Records excerpted from a collection:
-------

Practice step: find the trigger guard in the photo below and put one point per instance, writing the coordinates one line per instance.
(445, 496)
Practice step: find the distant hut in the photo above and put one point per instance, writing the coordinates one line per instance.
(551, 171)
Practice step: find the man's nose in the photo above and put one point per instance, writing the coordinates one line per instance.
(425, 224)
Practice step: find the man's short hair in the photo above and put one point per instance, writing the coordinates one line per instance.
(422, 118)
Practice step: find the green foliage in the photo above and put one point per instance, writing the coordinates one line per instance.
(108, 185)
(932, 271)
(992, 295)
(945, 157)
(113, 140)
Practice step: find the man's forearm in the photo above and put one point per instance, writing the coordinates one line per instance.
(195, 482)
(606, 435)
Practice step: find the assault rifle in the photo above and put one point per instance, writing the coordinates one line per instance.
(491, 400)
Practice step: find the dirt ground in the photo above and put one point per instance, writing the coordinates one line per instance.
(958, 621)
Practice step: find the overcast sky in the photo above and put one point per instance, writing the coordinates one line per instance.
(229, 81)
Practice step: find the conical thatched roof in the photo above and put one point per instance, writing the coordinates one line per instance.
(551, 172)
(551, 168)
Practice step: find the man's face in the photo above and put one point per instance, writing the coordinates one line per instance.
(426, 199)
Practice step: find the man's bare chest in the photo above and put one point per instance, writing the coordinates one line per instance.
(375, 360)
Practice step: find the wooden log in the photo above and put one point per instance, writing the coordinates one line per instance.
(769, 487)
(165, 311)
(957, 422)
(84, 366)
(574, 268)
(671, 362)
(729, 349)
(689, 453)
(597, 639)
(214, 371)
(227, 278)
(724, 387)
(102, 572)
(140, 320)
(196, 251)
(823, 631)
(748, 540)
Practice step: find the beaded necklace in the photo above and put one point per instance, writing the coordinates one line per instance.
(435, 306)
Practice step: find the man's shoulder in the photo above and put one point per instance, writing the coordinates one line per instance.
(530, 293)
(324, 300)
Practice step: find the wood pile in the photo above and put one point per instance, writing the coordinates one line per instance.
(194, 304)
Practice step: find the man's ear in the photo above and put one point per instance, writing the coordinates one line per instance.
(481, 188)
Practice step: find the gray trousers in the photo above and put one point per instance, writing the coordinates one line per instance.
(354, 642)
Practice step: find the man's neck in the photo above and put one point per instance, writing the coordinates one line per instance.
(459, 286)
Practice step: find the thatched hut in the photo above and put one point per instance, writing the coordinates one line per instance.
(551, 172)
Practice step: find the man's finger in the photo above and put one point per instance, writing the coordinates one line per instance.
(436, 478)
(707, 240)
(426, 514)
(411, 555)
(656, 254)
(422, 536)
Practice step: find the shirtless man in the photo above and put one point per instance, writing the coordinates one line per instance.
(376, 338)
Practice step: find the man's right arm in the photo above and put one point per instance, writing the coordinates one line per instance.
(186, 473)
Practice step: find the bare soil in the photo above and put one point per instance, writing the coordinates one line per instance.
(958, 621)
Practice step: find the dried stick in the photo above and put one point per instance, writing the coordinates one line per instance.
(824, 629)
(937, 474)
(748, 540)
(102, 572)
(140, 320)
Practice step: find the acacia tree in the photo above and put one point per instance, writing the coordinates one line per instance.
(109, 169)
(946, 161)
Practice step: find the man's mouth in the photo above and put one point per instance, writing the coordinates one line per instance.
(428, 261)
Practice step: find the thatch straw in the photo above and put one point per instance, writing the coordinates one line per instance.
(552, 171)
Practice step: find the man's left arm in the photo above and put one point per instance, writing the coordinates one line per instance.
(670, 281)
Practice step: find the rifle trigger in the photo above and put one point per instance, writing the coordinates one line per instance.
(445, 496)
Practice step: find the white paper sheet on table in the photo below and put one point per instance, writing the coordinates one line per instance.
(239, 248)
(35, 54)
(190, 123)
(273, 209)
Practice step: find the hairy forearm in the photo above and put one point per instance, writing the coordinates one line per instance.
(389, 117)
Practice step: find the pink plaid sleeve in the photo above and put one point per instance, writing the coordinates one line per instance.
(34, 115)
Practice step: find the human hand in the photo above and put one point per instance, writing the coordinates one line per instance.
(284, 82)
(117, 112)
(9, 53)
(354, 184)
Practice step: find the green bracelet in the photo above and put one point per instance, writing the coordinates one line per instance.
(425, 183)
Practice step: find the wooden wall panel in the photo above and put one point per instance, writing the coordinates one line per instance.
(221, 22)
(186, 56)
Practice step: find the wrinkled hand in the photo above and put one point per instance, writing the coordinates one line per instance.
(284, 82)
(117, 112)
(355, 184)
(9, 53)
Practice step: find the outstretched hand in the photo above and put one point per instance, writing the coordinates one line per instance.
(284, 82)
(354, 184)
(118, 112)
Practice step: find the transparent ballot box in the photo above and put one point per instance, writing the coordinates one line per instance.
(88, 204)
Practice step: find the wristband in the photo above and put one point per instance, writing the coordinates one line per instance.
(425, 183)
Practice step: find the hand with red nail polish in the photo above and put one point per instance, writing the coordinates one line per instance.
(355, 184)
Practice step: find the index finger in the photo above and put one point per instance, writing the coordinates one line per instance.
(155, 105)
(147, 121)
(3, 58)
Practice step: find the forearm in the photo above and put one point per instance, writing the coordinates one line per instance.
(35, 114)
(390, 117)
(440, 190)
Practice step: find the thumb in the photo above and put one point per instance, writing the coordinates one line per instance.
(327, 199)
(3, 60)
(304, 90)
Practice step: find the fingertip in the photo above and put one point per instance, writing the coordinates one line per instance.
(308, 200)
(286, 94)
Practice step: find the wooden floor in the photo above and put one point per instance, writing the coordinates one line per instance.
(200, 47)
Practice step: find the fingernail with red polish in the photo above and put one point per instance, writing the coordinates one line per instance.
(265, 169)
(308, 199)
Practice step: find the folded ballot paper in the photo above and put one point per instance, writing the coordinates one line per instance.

-------

→ WHAT THE EXERCISE ASKS:
Retype the lines above, keeping every character.

→ ANSWER TO THIS PROBLEM:
Practice step: find the trigger guard in the photo below and put one point per instance, writing the coordinates one line per instance.
(445, 496)
Practice step: find the distant hut in the photo above and put one point per instance, writing the coordinates one line per instance.
(551, 171)
Practice step: find the man's nose in the photo above and put one point per instance, writing the coordinates one line per instance.
(425, 224)
Practice step: find the man's short hair in the photo above and put one point per instance, writing the coordinates one line per instance.
(422, 118)
Practice step: find the green foliage in the photo above and put one point per instance, writing the coordinates one line per instance.
(108, 185)
(932, 271)
(992, 295)
(945, 157)
(113, 140)
Practice step: find the man's forearm in the photo above and put one point per instance, writing the coordinates one line per instance.
(195, 482)
(606, 435)
Practice step: find the assault rifle in the photo above and put one point per instance, writing the coordinates one line per instance.
(491, 400)
Practice step: find the dirt ground in the photo above and put one point per instance, writing the coordinates one line per instance.
(958, 621)
Practice step: find the overcast sky in the photo above and put one point per instance, writing the coordinates one line per instance.
(229, 81)
Practice step: find the conical thatched roof in the photo above and put one point per instance, writing the coordinates one line per instance.
(551, 172)
(551, 168)
Practice step: find the man's face in the photo above and put one point per instance, writing the coordinates one line per instance.
(426, 199)
Practice step: find the man's bare chest in the photo above and put one point per instance, writing the coordinates one line per instance.
(375, 360)
Practice step: find the wooden log in the photo above and put one point per instance, writing the coordinates one line per instance.
(769, 487)
(165, 311)
(957, 422)
(84, 366)
(574, 268)
(671, 362)
(729, 349)
(689, 453)
(597, 639)
(214, 371)
(227, 278)
(724, 387)
(102, 572)
(140, 320)
(196, 251)
(823, 631)
(748, 540)
Practice step: find the beaded necklace in the photo above and put one point per instance, writing the coordinates one line per instance.
(435, 306)
Practice step: find the man's shoulder in the photo above and put one point per instance, writing the coordinates one line per instance.
(530, 293)
(324, 300)
Practice step: find the wood pile in the photo above and put one point per instance, writing the coordinates one line per instance.
(194, 304)
Practice step: find the man's ear in the photo above and put one point per instance, writing the coordinates one line per instance.
(481, 188)
Practice step: find the gray trousers in the photo above and put one point per instance, writing the coordinates one line per instance.
(354, 642)
Practice step: find the man's neck in the photo above and put one point per instance, writing the coordinates one line per instance.
(459, 286)
Practice step: find the thatched hut in the photo above and put one point per instance, writing the coordinates one line per instance.
(551, 172)
Practice step: find the man's finger in the photo above and put one point per instance, writing the coordinates one line per instance.
(436, 478)
(707, 240)
(426, 514)
(411, 555)
(656, 254)
(422, 536)
Practice step: find the shirtless man in the photo above and put one point per instance, writing the coordinates one line per instance.
(376, 338)
Practice step: find the man's right arm in the photo above and put one point per instance, writing the coordinates one line per instance.
(186, 473)
Practice step: find the bare soil in the photo above and put one point per instance, writing the coordinates one line per instance.
(958, 621)
Practice step: find the dried stick in the photo above and put one point per instance, writing the coordinates one line per instance.
(824, 629)
(937, 474)
(748, 540)
(102, 572)
(140, 320)
Practice step: find the acacia tree in the photo above and put one point per instance, writing the coordinates one line per instance.
(109, 169)
(946, 161)
Practice step: find the man's mouth in the photo above and put one point per instance, writing the coordinates one line per instance.
(428, 261)
Practice step: find the thatch straw in the photo above and put one point per instance, writing the coordinates one line per instance.
(552, 171)
Practice step: find the man's left arm in the photo above and put one point per instance, writing the coordinates one line per instance.
(670, 281)
Practice step: find the rifle trigger in the photo above and put one point per instance, writing the coordinates one line per instance.
(445, 496)
Practice step: find the white paper sheet on table in the photo below and put one point per instance, writing the coordinates one line per instance.
(239, 248)
(35, 54)
(190, 123)
(273, 209)
Practice step: find the hairy forearm in the photo above and put one point per instance, writing the coordinates one line per instance.
(389, 117)
Practice step: find the pink plaid sleeve in the photo above and put one point per instance, writing the coordinates one line per instance.
(34, 115)
Practice step: find the human hand in the photo above and put one point per instance, writing the coordinates one line per instance.
(284, 82)
(117, 112)
(9, 53)
(354, 184)
Practice step: find the green bracelet in the photo above and put one point per instance, writing the coordinates one line per instance.
(425, 183)
Practice step: find the wooden wall panel in the photo above and put one point per instance, writing the coordinates one line per instance.
(221, 22)
(186, 56)
Practice step: find the wrinkled hand in the photo above and put one point per instance, writing the coordinates one line per instance.
(284, 82)
(117, 112)
(355, 184)
(9, 53)
Practice step: find the outstretched hand in the photo above and put one point per instance, writing the coordinates one line per instance.
(284, 82)
(354, 184)
(118, 112)
Practice step: find the transparent ballot box in the photo above and put one point per instance, writing the coordinates one line per instance.
(88, 204)
Practice step: find the wristband in the photo above and put one point per instance, writing the coordinates one line per instance.
(425, 183)
Practice step: find the hand with red nail polish in the photo above and put one point per instance, writing the coordinates one line per instance.
(355, 184)
Practice step: find the index finger in the photo above and put one point per instance, writing the coordinates one line per instance.
(155, 105)
(147, 121)
(3, 58)
Practice step: find the forearm in the photo above and put one point per instance, writing the coordinates one line per instance.
(35, 114)
(390, 117)
(440, 190)
Practice step: find the thumb in the photo above and put one point per instance, writing the coordinates one line per instance.
(327, 199)
(3, 60)
(304, 90)
Practice step: find the fingertip in the photo above and put one point per instance, writing the coordinates one line per instance.
(308, 200)
(286, 94)
Practice step: find the wooden floor in the photo above and put one point per instance, writing the coordinates one line per instance.
(200, 47)
Practice step: find the fingernail with red polish in the photo above and put one point per instance, writing the coordinates one line per instance.
(265, 169)
(308, 199)
Practice step: find the folded ballot paper in the photo above and put one point per instance, writing the coordinates one line per instance.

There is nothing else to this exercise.